TRECHO DO TEXTO
^^^^
27.9.17

com brasileiro não há quem possa

A partir da decisão tomada hoje pelo Supremo Tribunal Federal sobre o ensino religioso confessional em escolas públicas, os brasileiros começarão a pagar, em breve, os salários de milhares de novos professores cujas aulas, no entanto, poderão ser gazeteadas à vontade.

Ao que parece, tudo que importa no Brasil de hoje é semear os conflitos de amanhã: desde que isso seja feito, é claro, com o máximo de ineficiência e de desperdício de dinheiro público.



Fontes:

STF mantém aval para aula de religião vinculada a crença em escola pública (FSP)
Se ciência estiver certa sobre crianças, Brasil está cometendo erro grave (FSP)

membrana

a vida
é um abraço.


18.9.17

um ato falho

Num artigo d'O Globo sobre a formação de preço do (caro) iPhone X, o economista Samy Dana menciona fatores que poderíamos dividir em "objetivos" e "subjetivos". Grosso modo, os fatores objetivos seriam a soma daquilo que o autor chama de "custo de produção" (matérias primas, energia, instalações, mão de obra) e do investimento em pesquisa e desenvolvimento; e os fatores subjetivos poderiam ser resumidos na "percepção de valor", ou seja, no quanto as pessoas estariam dispostas a pagar por aquele produto.
"Além do custo de produção, na hora de estabelecer os preços as empresas devem considerar o valor da propriedade intelectual, os gastos em pesquisa e desenvolvimento e a percepção de valor — ou seja, quanto as pessoas estão dispostas a pagar. No caso dos aparelhos da Apple, este último item ocupa um grande espaço na equação e é o que faz do iPhone um caso interessante de preço."
Curiosamente, ao analisar a formação de preço de um quadro, Dana parece não levar em conta um fator que, para a indústria, é tão importante: pesquisa e desenvolvimento.
"Se pensarmos pelo custo de produção, um quadro nada mais é do que tela e tinta. Porém, não é esse o fator determinante no preço de uma obra. Contam mais outros fatores, como o preço de outras telas do mesmo artista e de seus contemporâneos, assim como sua reputação e a raridade das obras. No fim das contas, quem mandará na equação é a percepção de valor do comprador — ou seja, o quanto ele está disposto a pagar."
^^^^
LINHAS DE DADOS
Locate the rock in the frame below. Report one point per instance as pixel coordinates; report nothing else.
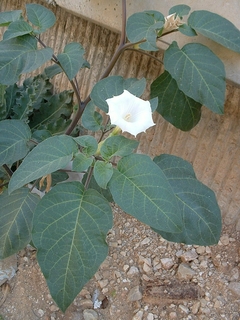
(8, 268)
(189, 256)
(132, 271)
(167, 263)
(138, 315)
(86, 303)
(90, 314)
(185, 272)
(134, 294)
(196, 307)
(234, 287)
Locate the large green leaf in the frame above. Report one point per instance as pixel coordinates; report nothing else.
(40, 17)
(9, 16)
(199, 73)
(175, 107)
(20, 55)
(48, 156)
(145, 26)
(70, 228)
(117, 146)
(114, 86)
(16, 29)
(16, 220)
(200, 211)
(72, 59)
(215, 27)
(141, 189)
(14, 138)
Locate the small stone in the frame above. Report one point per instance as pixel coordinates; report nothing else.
(90, 315)
(172, 315)
(234, 287)
(189, 256)
(103, 283)
(134, 294)
(53, 308)
(132, 271)
(196, 307)
(167, 263)
(150, 316)
(185, 272)
(224, 240)
(184, 308)
(86, 303)
(145, 241)
(147, 268)
(138, 315)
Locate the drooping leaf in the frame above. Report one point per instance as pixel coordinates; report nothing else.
(175, 107)
(81, 162)
(58, 105)
(145, 26)
(48, 156)
(199, 73)
(40, 17)
(117, 146)
(180, 10)
(114, 86)
(16, 220)
(200, 211)
(102, 172)
(141, 189)
(16, 29)
(91, 119)
(215, 27)
(72, 59)
(20, 55)
(88, 143)
(9, 16)
(14, 138)
(70, 228)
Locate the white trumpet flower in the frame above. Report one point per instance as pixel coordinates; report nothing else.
(130, 113)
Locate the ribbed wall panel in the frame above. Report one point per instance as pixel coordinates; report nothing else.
(213, 146)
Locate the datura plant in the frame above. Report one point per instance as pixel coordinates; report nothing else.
(43, 141)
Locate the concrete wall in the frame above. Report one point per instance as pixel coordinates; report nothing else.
(213, 146)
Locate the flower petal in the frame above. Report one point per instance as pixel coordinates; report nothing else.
(130, 113)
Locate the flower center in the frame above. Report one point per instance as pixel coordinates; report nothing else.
(128, 117)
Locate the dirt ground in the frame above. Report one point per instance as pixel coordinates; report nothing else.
(144, 277)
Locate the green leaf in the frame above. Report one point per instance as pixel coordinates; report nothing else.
(175, 107)
(72, 59)
(145, 26)
(103, 172)
(81, 162)
(48, 156)
(20, 55)
(14, 138)
(200, 211)
(141, 189)
(114, 86)
(9, 16)
(180, 10)
(199, 73)
(215, 27)
(117, 146)
(70, 228)
(59, 105)
(16, 220)
(40, 17)
(91, 119)
(16, 29)
(88, 143)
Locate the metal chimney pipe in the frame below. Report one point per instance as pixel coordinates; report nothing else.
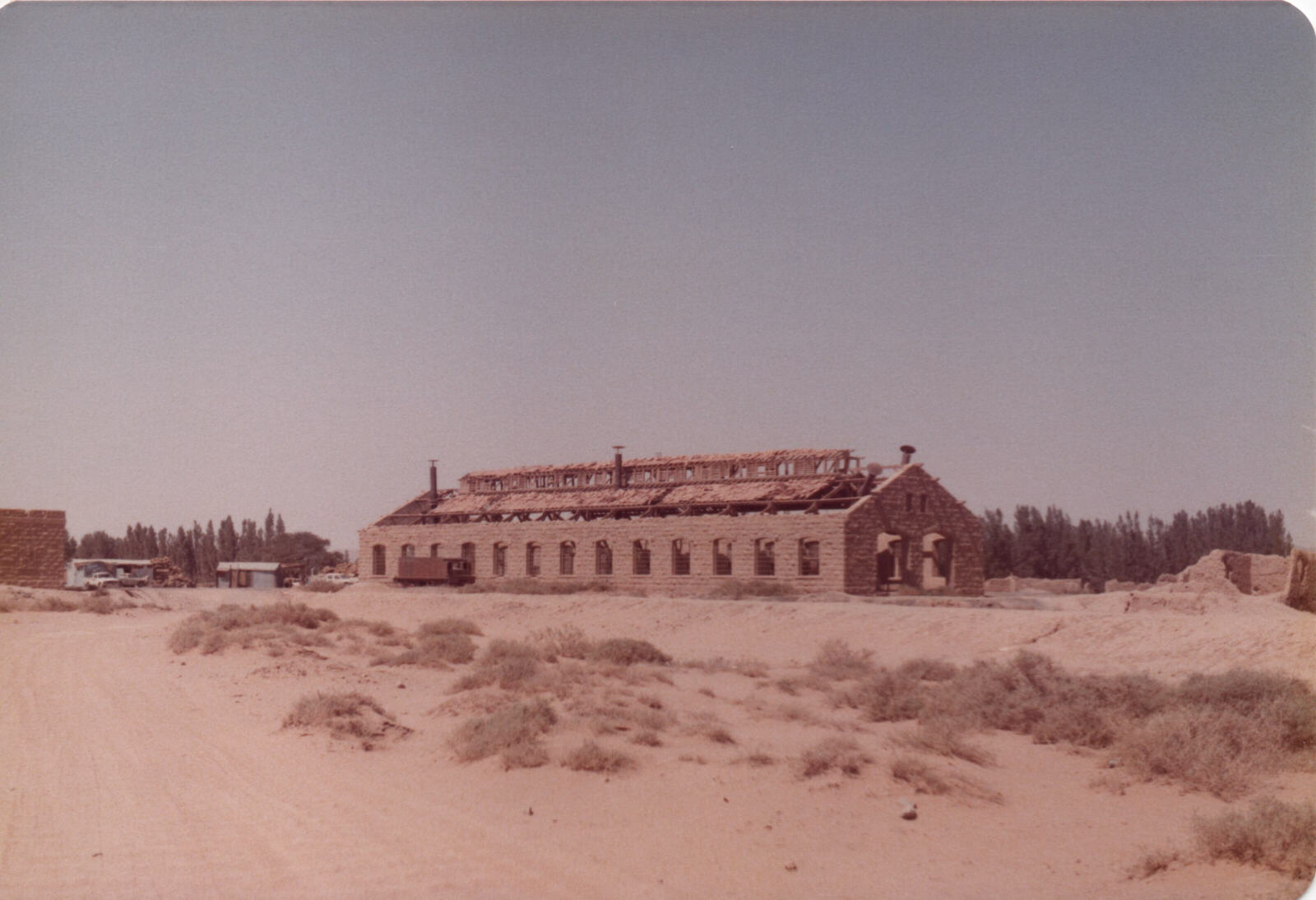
(616, 463)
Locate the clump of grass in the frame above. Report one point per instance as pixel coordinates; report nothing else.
(510, 663)
(628, 652)
(345, 716)
(433, 652)
(521, 722)
(320, 586)
(945, 740)
(1273, 834)
(837, 661)
(449, 627)
(923, 669)
(739, 588)
(592, 759)
(566, 641)
(215, 629)
(840, 753)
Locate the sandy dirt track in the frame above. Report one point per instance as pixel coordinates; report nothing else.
(129, 772)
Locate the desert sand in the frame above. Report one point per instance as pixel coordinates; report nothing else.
(131, 772)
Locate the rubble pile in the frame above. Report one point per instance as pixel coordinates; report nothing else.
(166, 574)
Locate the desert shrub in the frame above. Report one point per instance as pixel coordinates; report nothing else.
(945, 740)
(839, 753)
(344, 716)
(489, 735)
(928, 670)
(592, 759)
(433, 652)
(1287, 703)
(737, 588)
(1216, 750)
(919, 774)
(628, 652)
(449, 627)
(215, 629)
(526, 754)
(837, 661)
(320, 586)
(886, 696)
(566, 641)
(1274, 834)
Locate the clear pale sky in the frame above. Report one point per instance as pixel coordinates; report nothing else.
(280, 256)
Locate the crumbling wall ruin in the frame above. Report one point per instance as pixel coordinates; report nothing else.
(32, 548)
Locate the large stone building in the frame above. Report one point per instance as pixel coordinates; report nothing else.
(815, 518)
(32, 548)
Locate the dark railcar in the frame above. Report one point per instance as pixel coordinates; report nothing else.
(433, 570)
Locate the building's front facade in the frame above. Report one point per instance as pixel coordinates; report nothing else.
(813, 518)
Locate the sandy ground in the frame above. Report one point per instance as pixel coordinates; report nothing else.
(132, 772)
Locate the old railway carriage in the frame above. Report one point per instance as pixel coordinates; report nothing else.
(816, 518)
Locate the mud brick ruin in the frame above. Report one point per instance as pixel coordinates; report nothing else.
(813, 518)
(32, 548)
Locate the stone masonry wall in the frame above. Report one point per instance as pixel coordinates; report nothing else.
(699, 531)
(32, 548)
(912, 504)
(846, 544)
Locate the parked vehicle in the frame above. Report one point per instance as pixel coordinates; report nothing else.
(433, 570)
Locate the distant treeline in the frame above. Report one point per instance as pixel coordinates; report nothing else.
(1050, 545)
(197, 551)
^^^^
O QUE FAZER
**A)** Segundo o trecho, qual economista escreveu o artigo d'O Globo sobre a formação de preço do iPhone X?
**B)** Expresse como uma lista JSON de strings, uma para cada linha e sem linhas em branco, as linhas de dados que começam na que contém "Locate the mud" e vão até o fim das linhas de dados, incluindo as duas pontas.
O trecho e as linhas de dados são materiais independentes um do outro.

RESPOSTAS POR TAREFA
**A)** Samy Dana.

**B)**
[
  "Locate the mud brick ruin in the frame above. Report one point per instance as pixel coordinates; report nothing else.",
  "(813, 518)",
  "(32, 548)",
  "Locate the stone masonry wall in the frame above. Report one point per instance as pixel coordinates; report nothing else.",
  "(699, 531)",
  "(32, 548)",
  "(912, 504)",
  "(846, 544)",
  "Locate the parked vehicle in the frame above. Report one point per instance as pixel coordinates; report nothing else.",
  "(433, 570)",
  "Locate the distant treeline in the frame above. Report one point per instance as pixel coordinates; report nothing else.",
  "(1050, 545)",
  "(197, 551)"
]